**WRITTEN PROBLEM:** Write out every entry precisely as given, leaving the pictures out.

**RECORD LIST:**
___
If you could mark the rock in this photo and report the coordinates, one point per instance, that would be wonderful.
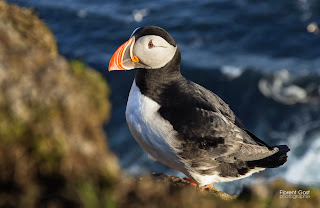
(53, 150)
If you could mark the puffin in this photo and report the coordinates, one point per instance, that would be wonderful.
(182, 124)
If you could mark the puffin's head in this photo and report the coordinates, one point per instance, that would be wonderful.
(148, 48)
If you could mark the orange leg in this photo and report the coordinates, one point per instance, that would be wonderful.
(192, 183)
(210, 186)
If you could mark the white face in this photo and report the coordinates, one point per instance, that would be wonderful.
(154, 51)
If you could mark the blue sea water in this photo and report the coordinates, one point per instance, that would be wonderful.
(261, 57)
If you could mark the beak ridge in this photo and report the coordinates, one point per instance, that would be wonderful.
(121, 59)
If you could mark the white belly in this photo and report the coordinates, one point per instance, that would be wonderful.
(152, 132)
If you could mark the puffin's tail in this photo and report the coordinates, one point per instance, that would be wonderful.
(273, 161)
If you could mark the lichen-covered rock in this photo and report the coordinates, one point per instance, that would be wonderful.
(53, 149)
(160, 190)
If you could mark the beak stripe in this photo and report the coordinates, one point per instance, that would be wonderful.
(116, 59)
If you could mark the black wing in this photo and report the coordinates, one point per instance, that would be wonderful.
(209, 132)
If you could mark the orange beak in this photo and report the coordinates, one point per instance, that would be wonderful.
(123, 58)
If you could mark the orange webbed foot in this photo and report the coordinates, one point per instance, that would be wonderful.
(192, 183)
(210, 186)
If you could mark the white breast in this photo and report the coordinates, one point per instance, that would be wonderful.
(152, 132)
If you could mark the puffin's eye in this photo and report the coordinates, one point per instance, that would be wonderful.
(150, 44)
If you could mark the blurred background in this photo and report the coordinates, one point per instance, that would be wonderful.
(261, 57)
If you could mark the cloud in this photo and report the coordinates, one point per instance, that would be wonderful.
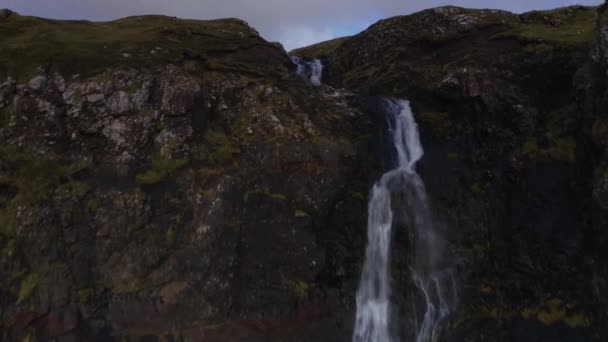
(293, 23)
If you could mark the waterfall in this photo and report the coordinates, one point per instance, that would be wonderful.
(311, 69)
(434, 282)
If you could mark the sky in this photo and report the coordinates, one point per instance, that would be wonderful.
(292, 23)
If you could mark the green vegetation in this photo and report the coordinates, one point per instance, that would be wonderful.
(439, 122)
(28, 284)
(266, 192)
(555, 311)
(218, 150)
(79, 47)
(160, 170)
(569, 27)
(555, 139)
(300, 213)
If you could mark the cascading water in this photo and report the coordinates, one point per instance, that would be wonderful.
(311, 69)
(430, 276)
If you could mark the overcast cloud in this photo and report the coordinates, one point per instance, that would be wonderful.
(293, 23)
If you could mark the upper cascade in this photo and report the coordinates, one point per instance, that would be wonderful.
(311, 69)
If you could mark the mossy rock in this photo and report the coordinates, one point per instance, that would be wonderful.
(73, 47)
(160, 170)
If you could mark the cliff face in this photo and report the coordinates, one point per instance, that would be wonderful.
(172, 179)
(175, 181)
(511, 112)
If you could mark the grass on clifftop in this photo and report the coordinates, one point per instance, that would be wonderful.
(568, 27)
(319, 49)
(74, 47)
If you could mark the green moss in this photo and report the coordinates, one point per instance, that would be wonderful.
(93, 204)
(300, 213)
(170, 237)
(218, 150)
(438, 122)
(160, 170)
(453, 156)
(28, 284)
(266, 192)
(357, 195)
(83, 296)
(477, 189)
(555, 311)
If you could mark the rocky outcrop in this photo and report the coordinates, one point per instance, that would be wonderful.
(498, 99)
(206, 194)
(172, 179)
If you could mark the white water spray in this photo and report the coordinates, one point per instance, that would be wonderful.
(435, 282)
(310, 69)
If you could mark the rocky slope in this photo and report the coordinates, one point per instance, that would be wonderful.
(163, 179)
(167, 179)
(511, 110)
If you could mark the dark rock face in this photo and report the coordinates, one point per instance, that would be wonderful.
(187, 186)
(186, 200)
(510, 110)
___
**WRITTEN ANSWER:**
If you could mark the rock in this photo and report the coordinates, one point per instance, that would be wonderful.
(53, 150)
If you could mark the puffin in this photo and report the coordinates, one point per instance, that would be wonderful.
(182, 124)
If you could mark the puffin's head in this photo and report the coordinates, one point per instance, that would be wonderful.
(148, 48)
If you could mark the orange leg in this photo and report the coordinates, one point per instance, that would be wonderful.
(192, 183)
(210, 186)
If you could mark the white face in this photo and report the coordinates, one point per instance, that would be wonderful.
(154, 51)
If you could mark the blue sea water in this photo and report the coordinates, one point per instance, that would be wonderful.
(261, 57)
If you could mark the beak ridge in this photo and report the coordinates, one point per instance, that would be wonderful.
(121, 59)
If you could mark the white belly in this photo and report the coordinates, one point per instance, that would be wonderful.
(152, 132)
If you could mark the puffin's tail in this photo and report the coordinates, one point per instance, that would be wonderful.
(273, 161)
If you could mark the lichen-covered rock in this photo and report the coordinates, one point per instance, that would be wonderful.
(53, 149)
(160, 190)
If you could mark the beak stripe in this photo and report the coordinates, one point per instance, that would be wonderful.
(116, 59)
If you could mark the black wing in this photo and report the coordinates, one point per instance, that would be wonderful.
(209, 132)
If you could mark the orange beak in this photo and report the coordinates, one point per instance, that would be wonderful.
(123, 58)
If you could mark the orange webbed foot in this photo and report the coordinates, one point per instance, that would be wonderful.
(192, 183)
(210, 186)
If you could mark the white breast in this photo and report the coordinates, one point per instance, that would be wonderful.
(152, 132)
If you could mark the puffin's eye in this photo and report the coordinates, one point per instance, that would be wonderful.
(150, 44)
If you could mark the blurred background in this photo and report the coordinates, one point per instance, that would be wonderful.
(261, 57)
If you could mark the cloud in this photo and report the coordinates, one point per instance, that would be wonderful.
(293, 23)
If you could mark the waterfall in this photo and report the coordinates, one point per instance, that would be wonderful.
(311, 69)
(434, 282)
If you could mark the sky in this photo and report the coordinates, one point per instance, that would be wonderful.
(292, 23)
If you could mark the green vegetation in this photo and report the coordinates, one point per instance, that would be wonderful.
(439, 122)
(28, 284)
(266, 192)
(555, 311)
(218, 150)
(79, 47)
(160, 170)
(569, 27)
(555, 139)
(300, 213)
If you could mark the cascading water in this photo and report the coordinates, one point per instance, that would be wonderful.
(311, 69)
(430, 276)
If you could mark the overcast cloud in this photo and report the coordinates, one point per instance, that would be wonderful.
(293, 23)
If you could mark the upper cascade in this photo and report the coordinates, one point per instance, that would be wonderful.
(311, 69)
If you could mark the mossy rock in this photo and report the coordinates, one point per instance, that would be wonderful.
(73, 47)
(160, 170)
If you could mark the cliff face in this photo and report the coordinates, one point per instance, that would be wonderful.
(172, 179)
(175, 181)
(511, 112)
If you could mark the grass on clifftop in this photo and report the coordinates, one point per instance, that would be wonderful.
(568, 27)
(319, 49)
(74, 47)
If you could mark the green moss in this photo and report the coordinates, one point per instance, that would be wonderful.
(93, 204)
(300, 213)
(170, 237)
(218, 150)
(438, 122)
(160, 170)
(453, 156)
(28, 284)
(266, 192)
(357, 195)
(83, 296)
(477, 189)
(555, 311)
If you could mark the rocky outcrop in this photo and report the coordinates, one point per instance, that would be wonderful.
(498, 99)
(206, 194)
(172, 179)
If you could mark the white water spray in this photo and report the coordinates, one point per instance, that would be wonderful.
(435, 282)
(310, 69)
If you could mark the rocky slope in this photo and report the coordinates, one point per instance, that would be wonderful.
(163, 179)
(167, 179)
(511, 110)
If you could mark the dark rock face in this photo and report the coordinates, one point per instance, that would be wonderful.
(187, 186)
(186, 200)
(510, 110)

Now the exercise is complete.